# EXCERPTED TEXT:
U-Idaho Professor Takes on Leadership Role in Global Effort to Preserve Biodiversity

Wednesday, April 4 2012

By Donna Emert

MOSCOW, Idaho – Dennis Geist, professor of geology at the University of Idaho, has been studying the volcanoes of the Galápagos Islands since 1981. This January, he was named President of the Charles Darwin Foundation, which is dedicated to research in support of conservation in the Galápagos Islands.

“Dennis is the Board’s only PhD and practicing scientist,” said Darwin Foundation Board Member, Barbara West. “He has a strong commitment to the Galápagos and the critical conservation science it needs.”

West also cited Geist’s considerable knowledge of the science being conducted on the islands and his ability to work with multiple stakeholders, including the Ecuadorian government, as essential to conserving the islands’ environment and biodiversity.

# QUESTIONS:
1. List every person named in the news article about the University of Idaho professor.
2. In the news article about the University of Idaho professor, rewrite the passage between "Wednesday, April 4" and "environment and biodiversity.", inclusive, changing "volcanoes" to "lava fields".
3. According to the news article about the University of Idaho professor, since what year has Dennis Geist been studying the volcanoes of the Galápagos Islands?

Referring expression pointing data:
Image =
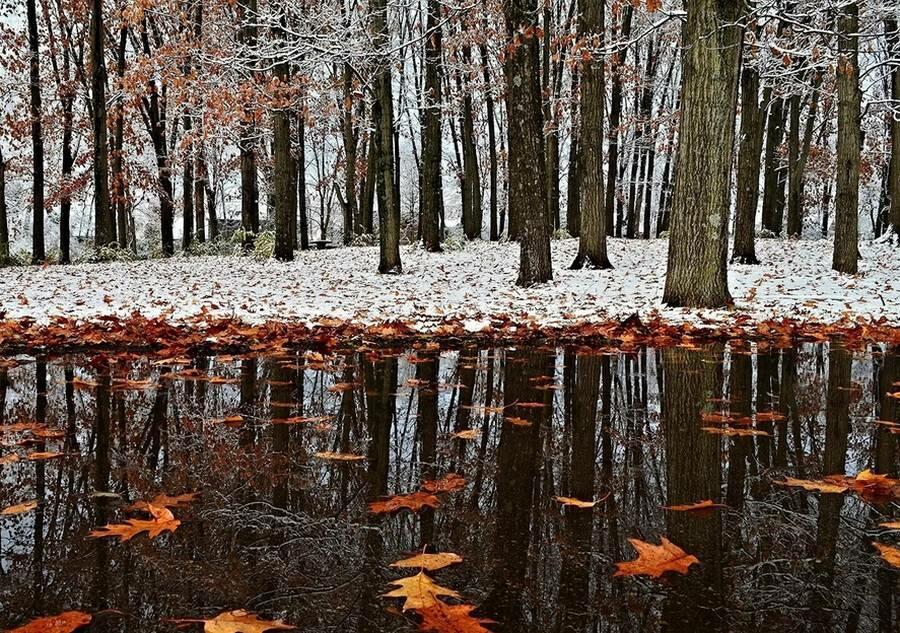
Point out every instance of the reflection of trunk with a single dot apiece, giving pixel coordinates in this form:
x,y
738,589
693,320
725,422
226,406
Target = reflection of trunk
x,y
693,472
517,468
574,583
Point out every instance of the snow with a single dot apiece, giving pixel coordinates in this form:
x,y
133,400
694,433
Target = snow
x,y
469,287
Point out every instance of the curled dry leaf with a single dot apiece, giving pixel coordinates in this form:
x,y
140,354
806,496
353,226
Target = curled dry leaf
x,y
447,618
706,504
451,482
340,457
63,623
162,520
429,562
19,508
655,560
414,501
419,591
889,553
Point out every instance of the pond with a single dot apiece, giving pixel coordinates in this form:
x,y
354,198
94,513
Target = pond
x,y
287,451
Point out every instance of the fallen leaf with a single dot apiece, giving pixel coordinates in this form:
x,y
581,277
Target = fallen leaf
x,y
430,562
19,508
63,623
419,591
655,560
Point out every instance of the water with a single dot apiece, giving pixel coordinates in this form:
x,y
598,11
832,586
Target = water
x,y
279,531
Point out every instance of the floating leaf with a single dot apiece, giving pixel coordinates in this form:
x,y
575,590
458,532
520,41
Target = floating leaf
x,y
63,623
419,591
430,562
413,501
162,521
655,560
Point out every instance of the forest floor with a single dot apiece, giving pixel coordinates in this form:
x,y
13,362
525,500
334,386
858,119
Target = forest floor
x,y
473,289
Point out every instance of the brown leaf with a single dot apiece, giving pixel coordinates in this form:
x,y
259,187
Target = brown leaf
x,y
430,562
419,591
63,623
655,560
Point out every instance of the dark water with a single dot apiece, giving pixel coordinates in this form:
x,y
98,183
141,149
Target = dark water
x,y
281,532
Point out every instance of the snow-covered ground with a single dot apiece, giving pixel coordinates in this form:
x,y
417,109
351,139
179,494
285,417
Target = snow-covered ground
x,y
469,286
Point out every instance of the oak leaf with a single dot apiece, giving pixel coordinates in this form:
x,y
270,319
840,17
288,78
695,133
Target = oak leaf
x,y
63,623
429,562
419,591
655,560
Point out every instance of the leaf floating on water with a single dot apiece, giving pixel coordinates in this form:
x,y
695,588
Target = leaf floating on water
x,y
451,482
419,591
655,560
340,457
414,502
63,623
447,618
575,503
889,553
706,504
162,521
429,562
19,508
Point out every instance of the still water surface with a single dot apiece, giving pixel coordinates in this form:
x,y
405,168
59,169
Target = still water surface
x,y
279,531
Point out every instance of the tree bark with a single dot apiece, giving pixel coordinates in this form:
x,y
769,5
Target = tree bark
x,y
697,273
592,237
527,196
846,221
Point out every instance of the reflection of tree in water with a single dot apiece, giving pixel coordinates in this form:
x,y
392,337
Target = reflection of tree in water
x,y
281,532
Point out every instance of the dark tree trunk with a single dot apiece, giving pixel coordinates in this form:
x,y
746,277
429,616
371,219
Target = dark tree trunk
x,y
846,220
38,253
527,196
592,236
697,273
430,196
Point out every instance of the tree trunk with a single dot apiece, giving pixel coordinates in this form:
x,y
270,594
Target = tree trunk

# COMPLETED EXERCISE:
1. Donna Emert, Dennis Geist, Barbara West

2.
Wednesday, April 4 2012

By Donna Emert

MOSCOW, Idaho – Dennis Geist, professor of geology at the University of Idaho, has been studying the lava fields of the Galápagos Islands since 1981. This January, he was named President of the Charles Darwin Foundation, which is dedicated to research in support of conservation in the Galápagos Islands.

“Dennis is the Board’s only PhD and practicing scientist,” said Darwin Foundation Board Member, Barbara West. “He has a strong commitment to the Galápagos and the critical conservation science it needs.”

West also cited Geist’s considerable knowledge of the science being conducted on the islands and his ability to work with multiple stakeholders, including the Ecuadorian government, as essential to conserving the islands’ environment and biodiversity.

3. 1981